Retype the entries below exactly, dropping the images.

── INPUT DATA ──

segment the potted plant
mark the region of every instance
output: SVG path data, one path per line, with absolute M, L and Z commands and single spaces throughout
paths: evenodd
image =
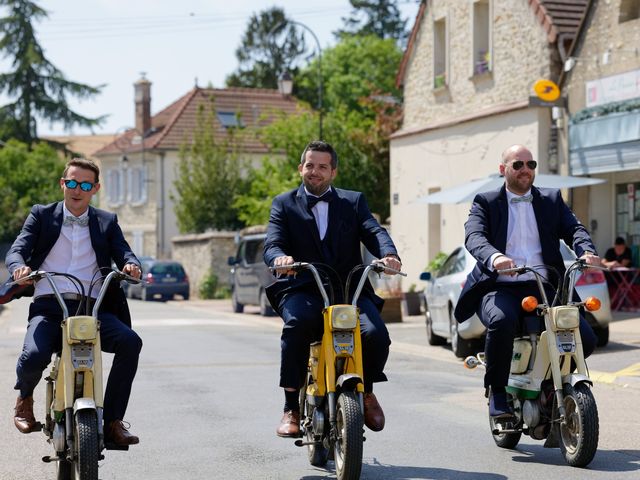
M 404 292 L 403 312 L 405 315 L 420 315 L 420 297 L 422 292 L 416 291 L 416 284 L 409 285 L 409 291 Z
M 403 295 L 400 286 L 400 278 L 383 275 L 378 279 L 376 294 L 384 299 L 384 306 L 380 316 L 385 323 L 402 321 Z

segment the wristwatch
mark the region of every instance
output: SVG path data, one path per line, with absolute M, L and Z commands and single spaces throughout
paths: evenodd
M 385 255 L 385 257 L 391 257 L 391 258 L 395 258 L 396 260 L 398 260 L 400 263 L 402 263 L 402 260 L 400 260 L 400 257 L 398 255 L 396 255 L 395 253 L 387 253 Z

───

▶ EXERCISE RESPONSE
segment the potted plant
mark the region of every instance
output: SVG path data, one path per line, with absolute M, L and Z commands and single spaces throughout
paths: evenodd
image =
M 404 292 L 403 312 L 405 315 L 420 315 L 420 297 L 422 292 L 416 291 L 416 284 L 409 285 L 409 291 Z
M 403 295 L 400 286 L 400 278 L 383 275 L 378 279 L 376 294 L 384 299 L 384 306 L 380 316 L 385 323 L 402 321 Z

segment the wristwatch
mark the region of every instance
output: SVG path data, one path per line, with absolute M, L and Z commands and single spaces throughout
paths: evenodd
M 385 255 L 385 257 L 391 257 L 391 258 L 395 258 L 396 260 L 398 260 L 400 263 L 402 263 L 402 260 L 400 260 L 400 257 L 398 255 L 396 255 L 395 253 L 387 253 Z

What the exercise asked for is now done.